◆ **Exercise aim**: In the lines from the one with "Where can the cobblestone" up to and including the one with "<point>45,85</point>", replace "front door" with "main door". Give those lines again, changing nothing else.

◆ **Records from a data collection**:
---*---

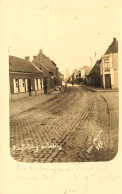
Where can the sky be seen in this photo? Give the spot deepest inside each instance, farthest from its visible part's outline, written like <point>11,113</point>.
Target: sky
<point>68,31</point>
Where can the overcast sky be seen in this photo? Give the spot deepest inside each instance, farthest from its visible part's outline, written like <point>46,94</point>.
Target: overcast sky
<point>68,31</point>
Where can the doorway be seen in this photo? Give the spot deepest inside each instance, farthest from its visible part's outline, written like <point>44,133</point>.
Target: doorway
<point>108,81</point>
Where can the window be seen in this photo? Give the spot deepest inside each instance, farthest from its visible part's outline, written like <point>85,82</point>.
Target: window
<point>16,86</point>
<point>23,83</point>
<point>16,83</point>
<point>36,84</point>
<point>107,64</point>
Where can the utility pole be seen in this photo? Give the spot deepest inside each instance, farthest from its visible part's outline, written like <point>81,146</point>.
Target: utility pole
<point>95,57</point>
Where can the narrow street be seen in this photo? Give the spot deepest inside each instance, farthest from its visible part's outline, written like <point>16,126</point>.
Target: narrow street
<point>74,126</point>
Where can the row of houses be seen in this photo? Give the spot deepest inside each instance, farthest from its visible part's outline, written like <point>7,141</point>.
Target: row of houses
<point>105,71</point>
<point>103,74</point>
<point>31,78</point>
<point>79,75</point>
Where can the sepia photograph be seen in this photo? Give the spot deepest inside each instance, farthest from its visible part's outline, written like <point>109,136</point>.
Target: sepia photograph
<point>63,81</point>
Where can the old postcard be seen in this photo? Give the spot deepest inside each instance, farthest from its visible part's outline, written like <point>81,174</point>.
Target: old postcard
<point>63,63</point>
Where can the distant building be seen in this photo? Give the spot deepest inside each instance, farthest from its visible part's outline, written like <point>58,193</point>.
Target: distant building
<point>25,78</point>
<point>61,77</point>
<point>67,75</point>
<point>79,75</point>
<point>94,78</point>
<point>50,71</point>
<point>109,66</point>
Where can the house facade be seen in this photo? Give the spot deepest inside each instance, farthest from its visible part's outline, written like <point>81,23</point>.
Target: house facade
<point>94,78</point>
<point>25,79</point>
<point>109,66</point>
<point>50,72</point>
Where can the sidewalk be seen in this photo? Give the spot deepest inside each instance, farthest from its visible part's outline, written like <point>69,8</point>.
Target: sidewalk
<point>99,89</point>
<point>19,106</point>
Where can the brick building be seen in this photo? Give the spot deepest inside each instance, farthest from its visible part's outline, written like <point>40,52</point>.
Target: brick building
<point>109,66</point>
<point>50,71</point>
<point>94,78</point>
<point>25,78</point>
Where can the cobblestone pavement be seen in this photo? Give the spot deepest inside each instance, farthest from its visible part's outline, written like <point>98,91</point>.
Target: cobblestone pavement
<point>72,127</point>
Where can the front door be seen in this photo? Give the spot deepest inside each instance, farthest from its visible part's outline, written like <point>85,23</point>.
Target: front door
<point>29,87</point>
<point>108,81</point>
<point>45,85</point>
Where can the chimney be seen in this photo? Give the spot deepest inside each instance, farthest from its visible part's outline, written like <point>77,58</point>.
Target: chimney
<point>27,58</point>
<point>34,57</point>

---*---

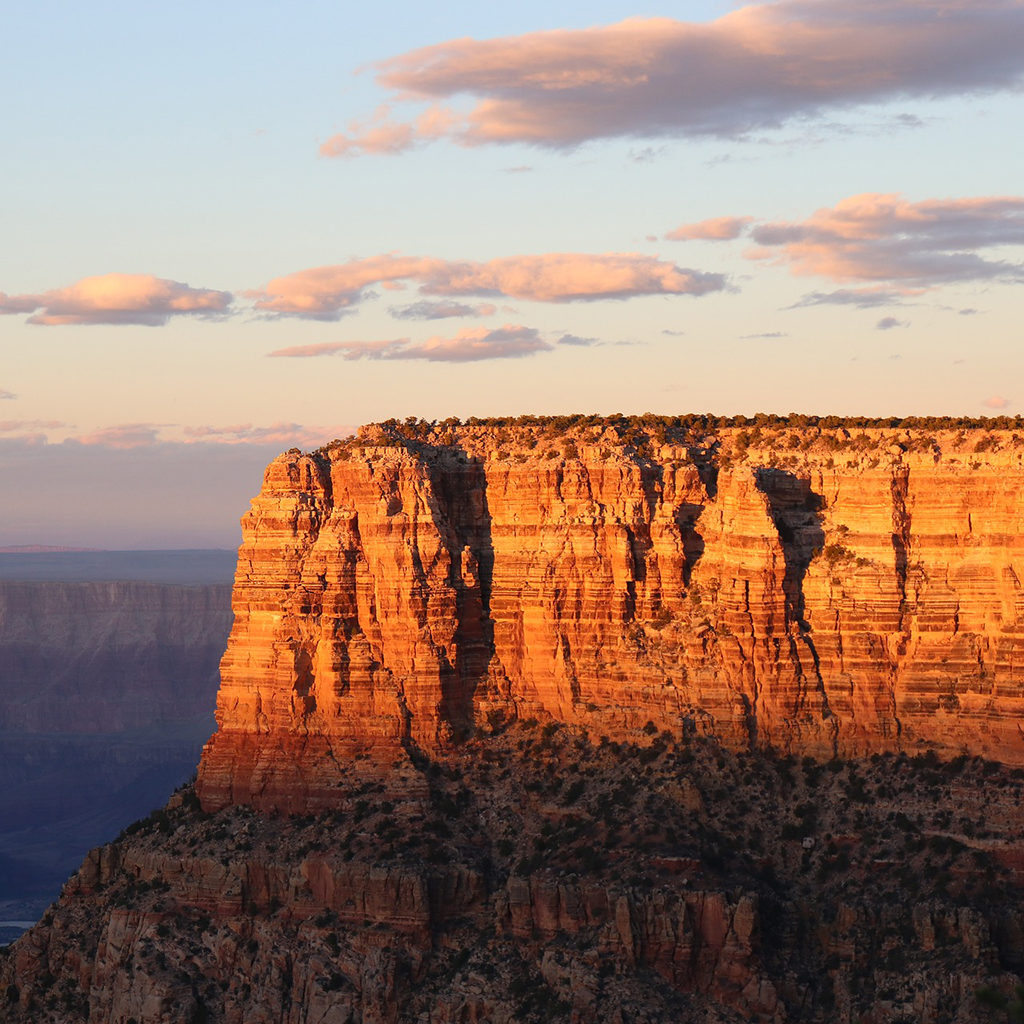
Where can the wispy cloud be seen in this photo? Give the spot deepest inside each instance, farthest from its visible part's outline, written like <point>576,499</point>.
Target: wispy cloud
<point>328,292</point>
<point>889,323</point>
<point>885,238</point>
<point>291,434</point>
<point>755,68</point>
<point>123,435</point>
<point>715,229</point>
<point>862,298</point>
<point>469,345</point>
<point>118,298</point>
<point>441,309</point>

---*---

◆ **Expected answer**:
Where can the cobblestone pavement be seen in this photo? Give the spot deepest inside each instance, farthest from its visible part's outline, written like <point>98,91</point>.
Target: cobblestone pavement
<point>72,127</point>
Where can the main door be seen in this photo? Give the spot deepest inside each instance, farthest from its visible part's outline, written like <point>85,23</point>.
Target: main door
<point>29,87</point>
<point>108,81</point>
<point>45,85</point>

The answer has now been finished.